## Page extract
#####

So let’s get back to that forecast of 718,000 barrels of daily ethanol production. What appears at first to be an impressive number in terms of energy supply (11 billion gallons per year) is actually relatively small. In fact, it is almost in the "rounding error" of the nation’s daily liquid fuel consumption of about 21 million barrels of oil per day. Quite frankly, the U.S. could "save" more than 3.5% of its daily oil use if the nation’s carmakers built, marketed, and sold smaller cars, and if the nation’s drivers collectively bought them. Or we could see much the same result if drivers collectively slowed down and drove their big vehicles at 60 miles per hour, or if more freight went via railroad, instead of truck over the highways. And would it be too much to ask the soccer moms and hockey dads of the country to consolidate their trips so as not to waste gas? Or what if more people decided to take a bus or light rail to work every now and then? And wrap your brain around this, for comparison: The amount of grain that is required to fill a 25-gallon tank with ethanol, one time, could otherwise feed one person for a year.
So will the U.S. really wind up running its motorized culture on corn-based ethanol? According to Cornell researcher David Pimental, if the entire U.S. grain crop were converted to ethanol, it would satisfy about 15% of U.S. automotive fuel needs. The answer is no.

#####

## Exercise aim
Please write out the part of the ethanol passage that opens with the words containing "So will the" and closes with "answer is no.". Rely only on the ethanol passage.

## Material provided
#####

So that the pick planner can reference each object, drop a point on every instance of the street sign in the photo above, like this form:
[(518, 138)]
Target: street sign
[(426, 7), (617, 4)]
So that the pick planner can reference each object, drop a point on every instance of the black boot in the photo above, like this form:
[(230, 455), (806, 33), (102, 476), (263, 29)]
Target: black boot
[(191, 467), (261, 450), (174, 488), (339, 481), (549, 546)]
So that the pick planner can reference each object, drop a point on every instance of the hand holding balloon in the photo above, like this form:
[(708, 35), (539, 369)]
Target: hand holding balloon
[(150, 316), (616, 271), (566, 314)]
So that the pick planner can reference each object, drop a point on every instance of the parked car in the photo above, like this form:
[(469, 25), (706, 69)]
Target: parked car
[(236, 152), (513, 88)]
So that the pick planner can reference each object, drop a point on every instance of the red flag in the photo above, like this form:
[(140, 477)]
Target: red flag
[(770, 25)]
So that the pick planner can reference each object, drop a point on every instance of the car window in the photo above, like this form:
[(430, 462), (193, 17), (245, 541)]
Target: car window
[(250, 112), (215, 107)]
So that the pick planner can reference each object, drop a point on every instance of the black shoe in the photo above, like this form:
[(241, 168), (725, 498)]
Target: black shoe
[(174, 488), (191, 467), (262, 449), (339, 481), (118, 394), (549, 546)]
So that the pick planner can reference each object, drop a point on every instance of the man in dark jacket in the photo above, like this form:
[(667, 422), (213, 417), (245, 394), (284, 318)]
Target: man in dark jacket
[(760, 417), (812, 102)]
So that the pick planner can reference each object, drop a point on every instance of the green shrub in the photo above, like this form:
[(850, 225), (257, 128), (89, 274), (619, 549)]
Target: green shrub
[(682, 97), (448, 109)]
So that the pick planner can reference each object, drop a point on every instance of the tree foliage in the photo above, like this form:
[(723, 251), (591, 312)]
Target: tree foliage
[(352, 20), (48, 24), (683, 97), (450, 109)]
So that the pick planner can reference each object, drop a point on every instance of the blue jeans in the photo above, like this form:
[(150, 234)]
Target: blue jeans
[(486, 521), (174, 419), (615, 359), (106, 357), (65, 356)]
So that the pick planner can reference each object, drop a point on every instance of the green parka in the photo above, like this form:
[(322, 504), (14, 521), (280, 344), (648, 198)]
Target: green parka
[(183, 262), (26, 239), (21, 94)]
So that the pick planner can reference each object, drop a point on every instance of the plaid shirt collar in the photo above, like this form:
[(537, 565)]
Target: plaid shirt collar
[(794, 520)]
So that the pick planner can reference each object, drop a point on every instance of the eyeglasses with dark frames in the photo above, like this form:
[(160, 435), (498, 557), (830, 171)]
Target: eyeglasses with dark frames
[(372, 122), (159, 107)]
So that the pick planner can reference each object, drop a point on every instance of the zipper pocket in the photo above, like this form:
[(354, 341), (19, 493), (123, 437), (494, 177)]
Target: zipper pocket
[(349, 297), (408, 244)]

#####

## Correct result
So will the U.S. really wind up running its motorized culture on corn-based ethanol? According to Cornell researcher David Pimental, if the entire U.S. grain crop were converted to ethanol, it would satisfy about 15% of U.S. automotive fuel needs. The answer is no.